>> BEGIN

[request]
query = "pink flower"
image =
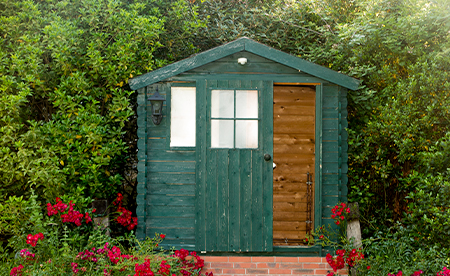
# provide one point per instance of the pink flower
(16, 271)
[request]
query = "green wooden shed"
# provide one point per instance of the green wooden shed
(250, 154)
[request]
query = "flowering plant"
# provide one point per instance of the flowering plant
(339, 212)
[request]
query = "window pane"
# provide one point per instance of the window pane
(246, 104)
(222, 133)
(182, 117)
(222, 103)
(247, 134)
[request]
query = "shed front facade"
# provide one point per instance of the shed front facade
(250, 154)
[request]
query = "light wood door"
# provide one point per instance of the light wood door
(294, 156)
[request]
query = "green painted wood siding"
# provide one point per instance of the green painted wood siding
(234, 206)
(166, 195)
(334, 154)
(172, 182)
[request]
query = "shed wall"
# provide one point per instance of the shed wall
(166, 178)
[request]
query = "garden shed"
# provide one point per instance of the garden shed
(248, 152)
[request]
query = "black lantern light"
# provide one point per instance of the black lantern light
(157, 102)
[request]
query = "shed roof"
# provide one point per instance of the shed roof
(238, 45)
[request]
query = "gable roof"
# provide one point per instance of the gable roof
(238, 45)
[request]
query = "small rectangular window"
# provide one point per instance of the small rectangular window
(234, 119)
(182, 117)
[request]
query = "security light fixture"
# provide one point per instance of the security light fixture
(157, 102)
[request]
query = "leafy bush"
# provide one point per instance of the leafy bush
(64, 241)
(397, 251)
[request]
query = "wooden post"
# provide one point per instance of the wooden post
(354, 230)
(101, 207)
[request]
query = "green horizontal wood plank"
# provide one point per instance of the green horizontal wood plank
(330, 179)
(141, 122)
(171, 178)
(140, 228)
(330, 156)
(170, 222)
(173, 233)
(344, 168)
(344, 147)
(141, 189)
(141, 111)
(330, 113)
(330, 124)
(330, 201)
(156, 143)
(344, 191)
(141, 179)
(170, 166)
(300, 64)
(171, 211)
(331, 90)
(330, 189)
(331, 222)
(330, 134)
(344, 179)
(189, 245)
(141, 132)
(173, 189)
(200, 176)
(141, 144)
(330, 146)
(140, 210)
(330, 167)
(330, 102)
(156, 132)
(157, 155)
(267, 169)
(170, 200)
(162, 125)
(222, 83)
(141, 167)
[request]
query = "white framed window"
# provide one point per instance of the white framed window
(234, 118)
(182, 116)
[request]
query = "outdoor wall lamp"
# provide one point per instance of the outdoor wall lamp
(157, 102)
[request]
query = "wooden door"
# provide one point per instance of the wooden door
(234, 208)
(294, 156)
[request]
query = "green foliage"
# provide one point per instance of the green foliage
(429, 212)
(64, 68)
(397, 251)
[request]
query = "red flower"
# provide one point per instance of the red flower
(32, 239)
(16, 271)
(87, 217)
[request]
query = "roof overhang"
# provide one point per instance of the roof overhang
(239, 45)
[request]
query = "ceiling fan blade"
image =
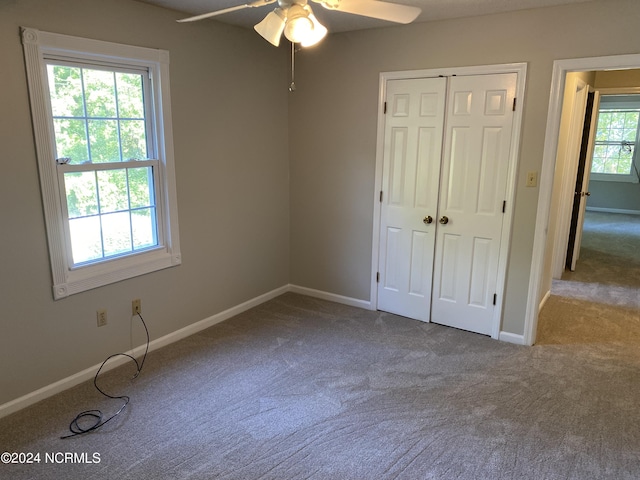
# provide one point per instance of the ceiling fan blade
(391, 12)
(272, 26)
(257, 3)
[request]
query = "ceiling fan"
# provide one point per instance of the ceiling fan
(296, 20)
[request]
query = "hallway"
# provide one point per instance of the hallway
(599, 303)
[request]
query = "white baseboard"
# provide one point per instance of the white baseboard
(332, 297)
(87, 374)
(613, 210)
(511, 338)
(544, 300)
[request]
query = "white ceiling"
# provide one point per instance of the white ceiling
(342, 22)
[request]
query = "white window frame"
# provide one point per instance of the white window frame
(39, 46)
(632, 176)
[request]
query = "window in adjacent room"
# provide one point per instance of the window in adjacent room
(103, 136)
(615, 146)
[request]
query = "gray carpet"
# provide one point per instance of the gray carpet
(300, 388)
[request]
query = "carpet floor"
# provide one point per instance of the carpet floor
(300, 388)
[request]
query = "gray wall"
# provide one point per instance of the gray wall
(229, 102)
(333, 127)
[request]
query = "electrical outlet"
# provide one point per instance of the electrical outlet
(136, 306)
(102, 317)
(532, 179)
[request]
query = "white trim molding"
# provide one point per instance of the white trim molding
(332, 297)
(511, 338)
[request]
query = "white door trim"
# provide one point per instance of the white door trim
(570, 171)
(521, 70)
(560, 70)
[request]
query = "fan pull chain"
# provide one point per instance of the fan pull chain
(292, 86)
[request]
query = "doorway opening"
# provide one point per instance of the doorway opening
(541, 272)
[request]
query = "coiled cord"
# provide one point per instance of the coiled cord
(96, 416)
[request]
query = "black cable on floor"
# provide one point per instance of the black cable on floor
(96, 416)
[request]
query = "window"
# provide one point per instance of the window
(101, 115)
(615, 146)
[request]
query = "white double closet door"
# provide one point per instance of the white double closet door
(445, 163)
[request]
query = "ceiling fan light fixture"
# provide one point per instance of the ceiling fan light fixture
(271, 27)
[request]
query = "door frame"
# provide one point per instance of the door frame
(560, 70)
(568, 180)
(521, 70)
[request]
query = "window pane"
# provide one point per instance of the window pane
(112, 185)
(65, 88)
(100, 93)
(141, 187)
(116, 233)
(104, 141)
(86, 243)
(82, 199)
(144, 228)
(133, 138)
(130, 96)
(71, 140)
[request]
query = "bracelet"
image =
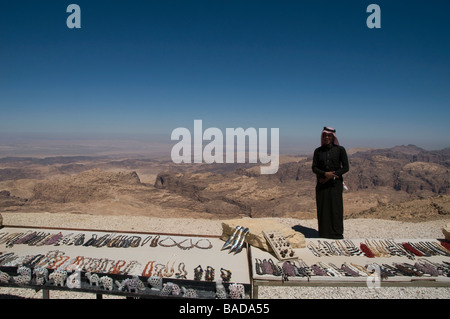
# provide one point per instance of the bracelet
(198, 273)
(209, 273)
(147, 272)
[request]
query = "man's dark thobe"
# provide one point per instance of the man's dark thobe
(329, 202)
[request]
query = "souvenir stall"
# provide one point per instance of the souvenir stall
(366, 262)
(130, 264)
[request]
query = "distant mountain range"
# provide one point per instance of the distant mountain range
(157, 187)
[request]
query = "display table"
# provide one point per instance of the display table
(191, 262)
(329, 267)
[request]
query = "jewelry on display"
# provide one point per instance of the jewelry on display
(198, 272)
(209, 273)
(147, 272)
(154, 241)
(182, 273)
(225, 274)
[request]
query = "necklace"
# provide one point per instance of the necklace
(147, 272)
(201, 247)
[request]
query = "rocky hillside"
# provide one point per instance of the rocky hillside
(378, 180)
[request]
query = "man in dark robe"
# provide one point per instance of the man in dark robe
(330, 162)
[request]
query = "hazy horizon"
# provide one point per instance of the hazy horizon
(137, 70)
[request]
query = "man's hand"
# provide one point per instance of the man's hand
(328, 176)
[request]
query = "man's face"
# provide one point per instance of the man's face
(328, 138)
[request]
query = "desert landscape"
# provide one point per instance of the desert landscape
(404, 183)
(400, 191)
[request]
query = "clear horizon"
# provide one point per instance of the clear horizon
(138, 70)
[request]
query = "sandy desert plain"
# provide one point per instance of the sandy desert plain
(396, 192)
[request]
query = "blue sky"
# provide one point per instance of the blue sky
(144, 68)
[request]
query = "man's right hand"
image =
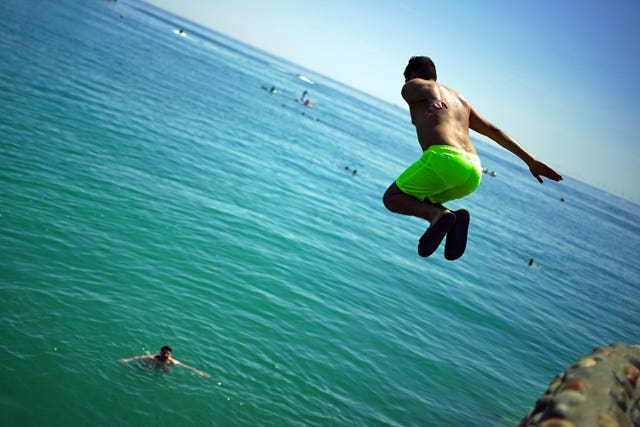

>> END

Aim:
Count the lines in the data that contain the string "pull", treating uppercase and lowercase as different. Give only the number.

Exercise result:
2